EXTRACTED TEXT
On Thu, May 07, 2026 at 11:45:19PM +0000, sashiko-bot@kernel.org wrote:
> Thank you for your contribution! Sashiko AI review found 2 potential issue(s) to consider:
> - [High] TOCTOU race in `bpf_dtor_kptr_release_one()` can lead to NMI deadlocks.
> - [Low] Memory leak on initialization failure in `bpf_dtor_kptr_init()`.
> --
> 
> commit 488cdc390b90427a591d47211600c09addc95fcd
> Author: Justin Suess <utilityemal77@gmail.com>
> Date:   Thu May 7 17:54:52 2026 +0000
> 
>     bpf: Offload kptr destructors that run from NMI
> 
> This commit queues destructor-backed kptr teardowns to irq_work when
> running from NMI context. It maintains an idle-slot surplus counter to
> ensure offload slots are preallocated to prevent deadlocks.
> 
> Closes: https://lore.kernel.org/bpf/20260421201035.1729473-1-utilityemal77@gmail.com/
> 
> > diff --git a/kernel/bpf/syscall.c b/kernel/bpf/syscall.c
> > index 3b1f0ba02f613..d34fdb99eb8a9 100644
> > --- a/kernel/bpf/syscall.c
> > +++ b/kernel/bpf/syscall.c
> [ ... ]
> > @@ -65,6 +69,111 @@ static DEFINE_SPINLOCK(map_idr_lock);
> > +static void bpf_dtor_kptr_release_one(void)
> > +{
> > +	struct bpf_dtor_kptr_work *job;
> > +	long surplus;
> > +
> > +	for (;;) {
> > +		surplus = atomic_long_read(&bpf_dtor_kptr_surplus);
> > +		if (surplus <= 0)
> > +			return;
> > +
> > +		job = bpf_dtor_kptr_pop_idle();
> 
> Could this sequence lead to a race condition that drains the idle pool
> too early?
> 
> If multiple threads read a positive surplus value here, they might all call
> bpf_dtor_kptr_pop_idle() before the cmpxchg executes. This could temporarily
> drain the idle pool below the required number of reserved slots.
> 
> If an NMI fires during this window and attempts to tear down a kptr, would
> bpf_dtor_kptr_offload() find the idle pool empty? If so, it looks like it
> would trigger the fallback warning and run the destructor inline from the
> NMI context, which might reintroduce the deadlocks this patch aims to
> prevent.

WHAT IS REQUIRED
Render this sentence from the kptr patch review above in Spanish: "This commit queues destructor-backed kptr teardowns to irq_work when running from NMI context."

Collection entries

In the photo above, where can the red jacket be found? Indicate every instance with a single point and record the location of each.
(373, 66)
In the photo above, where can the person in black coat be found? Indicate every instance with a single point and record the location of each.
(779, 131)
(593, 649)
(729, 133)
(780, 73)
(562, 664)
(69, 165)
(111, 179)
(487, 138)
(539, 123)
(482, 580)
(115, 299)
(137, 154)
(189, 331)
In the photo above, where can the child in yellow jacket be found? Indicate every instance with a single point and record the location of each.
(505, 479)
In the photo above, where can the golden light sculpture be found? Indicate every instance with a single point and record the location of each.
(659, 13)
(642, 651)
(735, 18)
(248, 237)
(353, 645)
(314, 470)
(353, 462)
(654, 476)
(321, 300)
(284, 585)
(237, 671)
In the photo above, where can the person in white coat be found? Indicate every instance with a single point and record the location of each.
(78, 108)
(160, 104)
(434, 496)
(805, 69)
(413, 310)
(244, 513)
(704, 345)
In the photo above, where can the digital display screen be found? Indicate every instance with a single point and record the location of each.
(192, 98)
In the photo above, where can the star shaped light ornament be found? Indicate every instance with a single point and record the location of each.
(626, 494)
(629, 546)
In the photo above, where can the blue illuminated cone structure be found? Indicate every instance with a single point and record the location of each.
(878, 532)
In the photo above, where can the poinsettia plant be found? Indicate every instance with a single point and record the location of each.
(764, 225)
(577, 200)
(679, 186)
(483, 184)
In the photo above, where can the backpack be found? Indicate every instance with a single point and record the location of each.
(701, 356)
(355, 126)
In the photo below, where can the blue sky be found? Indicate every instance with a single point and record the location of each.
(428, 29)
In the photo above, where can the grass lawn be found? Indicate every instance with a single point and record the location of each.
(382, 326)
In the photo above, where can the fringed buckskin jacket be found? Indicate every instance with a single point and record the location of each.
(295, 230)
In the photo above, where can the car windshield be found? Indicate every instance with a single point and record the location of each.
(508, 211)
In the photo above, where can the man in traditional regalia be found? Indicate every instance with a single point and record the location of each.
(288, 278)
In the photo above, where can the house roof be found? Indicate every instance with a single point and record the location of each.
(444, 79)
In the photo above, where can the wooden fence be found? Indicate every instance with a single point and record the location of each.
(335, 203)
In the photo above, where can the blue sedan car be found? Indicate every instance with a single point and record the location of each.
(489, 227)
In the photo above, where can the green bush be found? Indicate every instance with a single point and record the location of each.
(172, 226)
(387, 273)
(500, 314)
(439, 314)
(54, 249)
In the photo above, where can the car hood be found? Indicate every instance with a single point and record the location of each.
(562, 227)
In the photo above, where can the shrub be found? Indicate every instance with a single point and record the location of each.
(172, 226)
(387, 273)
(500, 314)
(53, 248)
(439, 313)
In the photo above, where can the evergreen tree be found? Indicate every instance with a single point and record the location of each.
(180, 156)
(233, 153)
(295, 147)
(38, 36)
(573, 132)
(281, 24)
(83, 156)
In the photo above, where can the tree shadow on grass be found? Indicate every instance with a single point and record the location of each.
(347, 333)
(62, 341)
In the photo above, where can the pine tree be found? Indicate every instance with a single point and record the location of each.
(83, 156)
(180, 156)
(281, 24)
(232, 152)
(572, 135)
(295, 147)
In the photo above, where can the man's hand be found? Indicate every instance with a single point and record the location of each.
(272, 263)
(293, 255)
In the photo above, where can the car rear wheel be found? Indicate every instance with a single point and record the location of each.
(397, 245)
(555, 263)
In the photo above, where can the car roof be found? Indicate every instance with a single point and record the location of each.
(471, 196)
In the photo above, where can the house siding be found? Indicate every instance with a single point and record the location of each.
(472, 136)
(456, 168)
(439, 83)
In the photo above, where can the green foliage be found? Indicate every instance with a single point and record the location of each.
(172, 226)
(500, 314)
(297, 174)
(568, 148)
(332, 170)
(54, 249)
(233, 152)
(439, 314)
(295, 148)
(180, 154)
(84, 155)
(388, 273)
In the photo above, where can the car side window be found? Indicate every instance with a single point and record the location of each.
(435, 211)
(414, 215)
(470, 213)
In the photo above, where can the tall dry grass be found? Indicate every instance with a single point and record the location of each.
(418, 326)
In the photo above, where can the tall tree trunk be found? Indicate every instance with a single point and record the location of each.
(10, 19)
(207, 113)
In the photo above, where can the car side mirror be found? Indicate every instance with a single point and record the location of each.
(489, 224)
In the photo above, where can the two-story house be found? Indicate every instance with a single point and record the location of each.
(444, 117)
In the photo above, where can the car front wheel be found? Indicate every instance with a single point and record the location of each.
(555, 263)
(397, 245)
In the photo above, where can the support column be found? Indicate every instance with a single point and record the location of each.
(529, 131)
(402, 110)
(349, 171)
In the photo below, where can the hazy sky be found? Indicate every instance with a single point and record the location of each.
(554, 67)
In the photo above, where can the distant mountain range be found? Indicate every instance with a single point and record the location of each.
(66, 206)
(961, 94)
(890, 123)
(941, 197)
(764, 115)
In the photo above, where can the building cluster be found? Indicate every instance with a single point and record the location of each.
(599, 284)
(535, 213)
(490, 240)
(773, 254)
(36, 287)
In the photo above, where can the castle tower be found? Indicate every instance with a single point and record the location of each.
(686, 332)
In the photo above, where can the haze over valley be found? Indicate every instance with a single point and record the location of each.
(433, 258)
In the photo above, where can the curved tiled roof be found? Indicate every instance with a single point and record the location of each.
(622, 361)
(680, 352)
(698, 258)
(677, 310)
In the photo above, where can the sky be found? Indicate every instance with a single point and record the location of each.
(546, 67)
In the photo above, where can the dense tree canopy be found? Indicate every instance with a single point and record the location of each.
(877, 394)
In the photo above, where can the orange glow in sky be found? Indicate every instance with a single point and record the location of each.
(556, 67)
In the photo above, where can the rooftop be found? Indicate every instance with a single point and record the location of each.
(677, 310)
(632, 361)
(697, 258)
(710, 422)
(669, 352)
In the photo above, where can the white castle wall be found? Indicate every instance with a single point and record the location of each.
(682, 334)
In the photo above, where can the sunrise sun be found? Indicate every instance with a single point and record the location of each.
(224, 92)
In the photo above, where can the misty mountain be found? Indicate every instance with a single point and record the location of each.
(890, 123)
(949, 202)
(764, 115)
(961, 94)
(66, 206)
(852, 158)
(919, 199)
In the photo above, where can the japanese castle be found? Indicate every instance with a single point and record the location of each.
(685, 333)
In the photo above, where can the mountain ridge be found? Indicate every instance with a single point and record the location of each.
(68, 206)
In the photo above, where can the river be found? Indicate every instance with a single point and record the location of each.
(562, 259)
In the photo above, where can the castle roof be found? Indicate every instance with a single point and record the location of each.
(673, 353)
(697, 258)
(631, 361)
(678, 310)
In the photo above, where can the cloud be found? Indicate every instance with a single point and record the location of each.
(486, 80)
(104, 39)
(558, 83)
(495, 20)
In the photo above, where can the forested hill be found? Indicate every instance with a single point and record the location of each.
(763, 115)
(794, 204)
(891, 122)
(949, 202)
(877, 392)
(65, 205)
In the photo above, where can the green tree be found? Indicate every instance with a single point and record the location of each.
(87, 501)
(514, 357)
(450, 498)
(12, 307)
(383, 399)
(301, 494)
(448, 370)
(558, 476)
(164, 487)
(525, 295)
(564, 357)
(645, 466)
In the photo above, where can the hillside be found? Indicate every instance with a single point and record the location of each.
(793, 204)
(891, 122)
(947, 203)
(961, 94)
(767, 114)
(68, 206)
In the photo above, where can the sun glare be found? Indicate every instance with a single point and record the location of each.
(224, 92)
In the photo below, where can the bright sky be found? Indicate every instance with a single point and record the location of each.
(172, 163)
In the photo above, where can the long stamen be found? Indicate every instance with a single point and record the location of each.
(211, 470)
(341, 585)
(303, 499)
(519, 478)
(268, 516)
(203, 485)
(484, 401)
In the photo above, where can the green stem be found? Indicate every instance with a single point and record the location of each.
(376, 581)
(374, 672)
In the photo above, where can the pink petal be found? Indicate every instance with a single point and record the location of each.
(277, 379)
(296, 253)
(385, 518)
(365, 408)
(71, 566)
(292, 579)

FULL RESPONSE
Este commit encola en irq_work los desmontajes de kptr respaldados por destructores cuando se ejecuta en contexto NMI.